_Data excerpts_:
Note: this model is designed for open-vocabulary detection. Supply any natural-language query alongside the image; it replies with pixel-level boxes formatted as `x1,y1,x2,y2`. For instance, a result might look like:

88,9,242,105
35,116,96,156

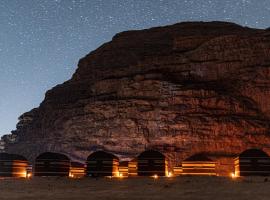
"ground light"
231,173,237,179
115,172,124,178
167,172,173,177
27,173,32,179
69,173,74,178
152,174,158,179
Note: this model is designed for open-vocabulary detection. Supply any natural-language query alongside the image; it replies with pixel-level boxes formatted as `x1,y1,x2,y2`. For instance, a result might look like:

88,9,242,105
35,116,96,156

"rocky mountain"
2,21,270,175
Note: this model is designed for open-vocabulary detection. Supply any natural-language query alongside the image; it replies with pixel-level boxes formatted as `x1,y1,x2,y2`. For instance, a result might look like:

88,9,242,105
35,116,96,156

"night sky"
0,0,269,136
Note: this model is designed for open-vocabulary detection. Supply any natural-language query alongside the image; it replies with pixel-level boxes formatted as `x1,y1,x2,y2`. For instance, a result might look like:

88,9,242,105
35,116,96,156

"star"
0,0,269,135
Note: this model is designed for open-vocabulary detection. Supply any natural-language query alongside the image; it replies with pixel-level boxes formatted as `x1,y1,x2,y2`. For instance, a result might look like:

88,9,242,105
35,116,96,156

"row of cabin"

_WORK ORDER_:
What you return should match the records line for line, minus the pictures.

_WRITTEN RESPONSE_:
Note: this model is designed for open-vocabulary detection. Supply any natural-language query alongside the image; it replies with pixel-level boxes formatted as `x1,y1,x2,y2`. For instance, a result might look like:

88,9,242,105
35,116,96,156

"ground light"
231,173,237,179
115,172,124,178
167,172,173,177
27,173,32,179
69,173,74,178
152,174,158,179
Note: this model is designed for open-vocabulary detection. Supply any natural-language query alongside the image; it replies with pixel-level boxes formatted as `x1,y1,x2,y2`. For instance, a result might look like:

88,9,242,105
35,116,96,156

"rocky mountain"
2,21,270,175
Note: this model is designed for open-vocabulary detection. Supply any natural-language query alongside the image; it replies with pixel-level boxes formatted as `x1,y1,x2,y2`. For instance, a result might look like:

88,9,242,105
35,116,96,156

"night sky"
0,0,269,136
Note: this model is designed for open-vocabulary detection. Supply any natural-language query alongside the image; it replies with pixel-level boxes formatted as `x1,y1,x2,y2`. For instance, a result might look like:

88,9,242,105
35,116,96,156

"star"
0,0,269,135
Note: this model is designed for open-vocabulary detection. Supply any natural-language query alongside the image; it replies with pixel-level boxes formatted as `x1,y1,x2,y2`. For instance, a result might look like:

88,9,242,105
35,116,96,156

"row of cabin"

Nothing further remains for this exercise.